Therapeutisches Malen
Es wird meistens in der Nass-in-Nass-Malweise und mit Aquarellfarben gearbeitet, da diese Technik sehr beweglich, lebendig und phantasie-anregend ist. So wird durch die Wirkung der Farbe die seelische Stimmung aufgegriffen und positiv beeinflusst, die seelische Starre in Bewegung gebracht und gelöst und die innere Leere durch bereichernde und sinnvolle Bildinhalte erfüllt. Je nach den individuellen Bedürfnissen des Patienten/der Patientin können auch andere Techniken, wie z.B. Formen-Zeichnen zum Einsatz kommen.

Therapeutisches Plastizieren
Beim Plastizieren werden die gestaltenden Kräfte angeregt. Der Patient kann sich in liebevoller Hinwendung und handfester Tat mit dem Ton auseinandersetzen.

**GEGEBENE DATEN**
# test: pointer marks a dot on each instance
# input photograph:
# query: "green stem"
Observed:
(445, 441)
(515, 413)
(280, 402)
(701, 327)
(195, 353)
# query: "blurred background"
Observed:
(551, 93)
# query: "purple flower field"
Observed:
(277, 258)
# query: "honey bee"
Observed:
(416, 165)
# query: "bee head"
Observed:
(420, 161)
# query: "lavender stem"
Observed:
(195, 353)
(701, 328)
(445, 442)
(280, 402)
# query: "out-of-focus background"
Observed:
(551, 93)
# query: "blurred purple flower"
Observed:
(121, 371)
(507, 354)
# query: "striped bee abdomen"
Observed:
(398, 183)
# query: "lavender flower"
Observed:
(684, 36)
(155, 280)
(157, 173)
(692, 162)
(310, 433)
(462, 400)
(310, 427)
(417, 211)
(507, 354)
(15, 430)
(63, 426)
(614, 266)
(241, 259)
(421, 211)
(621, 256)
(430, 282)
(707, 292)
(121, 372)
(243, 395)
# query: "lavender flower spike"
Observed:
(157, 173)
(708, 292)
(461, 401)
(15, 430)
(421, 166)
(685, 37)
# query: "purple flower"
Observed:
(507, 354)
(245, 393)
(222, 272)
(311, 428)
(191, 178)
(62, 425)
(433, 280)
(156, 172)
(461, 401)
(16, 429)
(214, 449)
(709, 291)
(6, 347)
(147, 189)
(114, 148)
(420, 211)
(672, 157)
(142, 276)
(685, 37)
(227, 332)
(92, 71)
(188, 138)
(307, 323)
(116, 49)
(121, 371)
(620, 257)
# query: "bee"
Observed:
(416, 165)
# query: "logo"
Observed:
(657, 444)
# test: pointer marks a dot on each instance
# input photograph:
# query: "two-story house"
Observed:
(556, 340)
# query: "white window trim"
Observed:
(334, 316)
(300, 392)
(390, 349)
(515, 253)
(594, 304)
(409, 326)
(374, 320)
---
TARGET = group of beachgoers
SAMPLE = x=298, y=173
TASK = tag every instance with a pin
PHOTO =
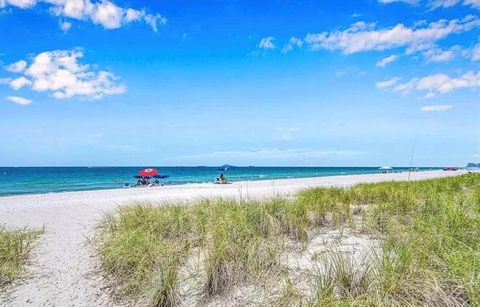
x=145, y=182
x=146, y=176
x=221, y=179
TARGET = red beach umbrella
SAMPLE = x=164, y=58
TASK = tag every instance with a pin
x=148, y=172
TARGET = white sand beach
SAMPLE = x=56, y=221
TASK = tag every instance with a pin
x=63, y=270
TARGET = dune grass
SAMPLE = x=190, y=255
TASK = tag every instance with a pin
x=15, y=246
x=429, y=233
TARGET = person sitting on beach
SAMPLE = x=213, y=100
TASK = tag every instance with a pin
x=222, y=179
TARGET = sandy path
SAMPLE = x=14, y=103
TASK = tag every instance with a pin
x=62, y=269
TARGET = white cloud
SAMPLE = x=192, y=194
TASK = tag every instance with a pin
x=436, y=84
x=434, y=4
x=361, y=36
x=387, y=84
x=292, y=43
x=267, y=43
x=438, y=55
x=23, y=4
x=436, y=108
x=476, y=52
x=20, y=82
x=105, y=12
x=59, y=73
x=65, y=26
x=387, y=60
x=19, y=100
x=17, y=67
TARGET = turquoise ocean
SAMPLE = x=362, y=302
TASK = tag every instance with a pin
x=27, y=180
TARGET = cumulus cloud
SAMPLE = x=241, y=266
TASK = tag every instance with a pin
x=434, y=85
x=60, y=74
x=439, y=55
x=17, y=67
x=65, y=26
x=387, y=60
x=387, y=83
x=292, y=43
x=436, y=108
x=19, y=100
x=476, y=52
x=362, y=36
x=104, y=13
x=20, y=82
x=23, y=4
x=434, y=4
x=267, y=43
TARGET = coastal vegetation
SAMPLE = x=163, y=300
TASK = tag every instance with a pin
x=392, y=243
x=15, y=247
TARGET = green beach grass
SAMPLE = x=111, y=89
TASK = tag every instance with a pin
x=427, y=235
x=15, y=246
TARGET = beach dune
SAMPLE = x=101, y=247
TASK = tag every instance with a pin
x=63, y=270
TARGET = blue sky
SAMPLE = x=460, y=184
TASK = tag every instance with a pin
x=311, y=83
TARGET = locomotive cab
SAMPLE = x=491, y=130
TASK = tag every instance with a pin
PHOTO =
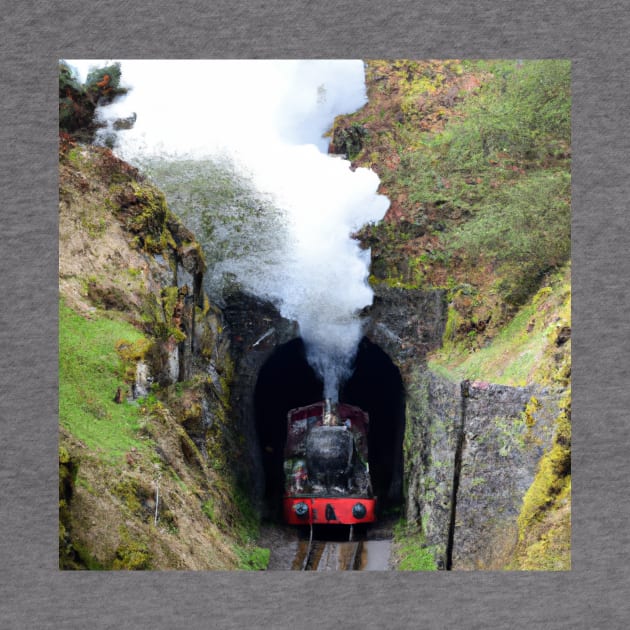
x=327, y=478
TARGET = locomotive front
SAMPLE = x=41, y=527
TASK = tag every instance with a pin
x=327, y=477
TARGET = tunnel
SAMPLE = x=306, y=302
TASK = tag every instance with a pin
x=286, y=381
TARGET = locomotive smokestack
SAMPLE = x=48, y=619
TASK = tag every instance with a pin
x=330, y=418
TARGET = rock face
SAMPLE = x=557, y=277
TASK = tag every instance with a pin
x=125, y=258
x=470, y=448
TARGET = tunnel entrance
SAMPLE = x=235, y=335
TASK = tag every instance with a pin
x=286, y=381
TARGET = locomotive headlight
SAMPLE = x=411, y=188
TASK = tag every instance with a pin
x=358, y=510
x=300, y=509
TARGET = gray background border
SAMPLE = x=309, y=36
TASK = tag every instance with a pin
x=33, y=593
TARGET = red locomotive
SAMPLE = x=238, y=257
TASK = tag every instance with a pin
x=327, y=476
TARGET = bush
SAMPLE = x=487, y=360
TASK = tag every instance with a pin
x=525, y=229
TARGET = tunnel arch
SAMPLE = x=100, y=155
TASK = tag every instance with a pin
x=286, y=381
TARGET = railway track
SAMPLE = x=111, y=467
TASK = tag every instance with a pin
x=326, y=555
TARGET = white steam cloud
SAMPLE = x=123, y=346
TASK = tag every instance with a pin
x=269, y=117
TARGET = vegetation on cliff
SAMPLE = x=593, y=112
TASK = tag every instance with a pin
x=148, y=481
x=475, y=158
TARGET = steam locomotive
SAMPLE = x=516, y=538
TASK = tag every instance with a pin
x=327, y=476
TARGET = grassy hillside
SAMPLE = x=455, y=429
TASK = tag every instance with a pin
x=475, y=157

**AUFGABEN**
a – Beantworten Sie anhand des Textauszugs über therapeutisches Malen und Plastizieren die folgenden Fragen.
(i) Mit welchen Farben wird beim therapeutischen Malen meistens gearbeitet?
(ii) Welche andere Technik nennt der Textauszug als Beispiel?
(iii) Womit setzt sich der Patient beim Plastizieren auseinander?
b – Schreiben Sie den Abschnitt des Textauszugs über therapeutisches Malen und Plastizieren von „Therapeutisches Malen“ bis einschließlich „zum Einsatz kommen.“ neu, wobei Sie „Aquarellfarben“ durch „Gouachefarben“ ersetzen.
c – Setzen Sie den Textauszug über therapeutisches Malen und Plastizieren im Anschluss an seinen letzten Satz fort.

**LÖSUNGEN**
a –
(i) Mit Aquarellfarben.
(ii) Formen-Zeichnen.
(iii) Mit dem Ton.

b –
Therapeutisches Malen
Es wird meistens in der Nass-in-Nass-Malweise und mit Gouachefarben gearbeitet, da diese Technik sehr beweglich, lebendig und phantasie-anregend ist. So wird durch die Wirkung der Farbe die seelische Stimmung aufgegriffen und positiv beeinflusst, die seelische Starre in Bewegung gebracht und gelöst und die innere Leere durch bereichernde und sinnvolle Bildinhalte erfüllt. Je nach den individuellen Bedürfnissen des Patienten/der Patientin können auch andere Techniken, wie z.B. Formen-Zeichnen zum Einsatz kommen.

c –
PSYCHOTHERAPEUTISCHE BEHANDLUNG

Kognitive Verhaltenstherapie (KVT)
Erarbeitung eines individuellen Störungsmodells. Aufbau geregelter Tagesstruktur, Einbau von angenehmen Aktivitäten, aber auch Pflichten in den Tag. Regelmäßige körperliche Aktivität. Ziel: Weniger Rückzug. Wieder positive Erfahrungen machen. Abbau negativer Denkmuster über sich selbst und die Umwelt. Überprüfung der einseitigen Sichtweisen. Ersetzen durch angemessenere, realistischere Denkweisen mit dem Ziel der Erkenntnis: „Manches schaffe ich nicht. Vieles gelingt aber bereits". Training der sozialen Fertigkeiten: Kommunikationsübungen, Rollenspiele (z.B. Kontaktaufnahme mit anderen, sicheres Vertreten eigener Wünsche und Meinungen). Ziel: Stabilisierung des Therapieerfolges, Vorbeugung von Rückfällen, Umgang mit Rückfällen.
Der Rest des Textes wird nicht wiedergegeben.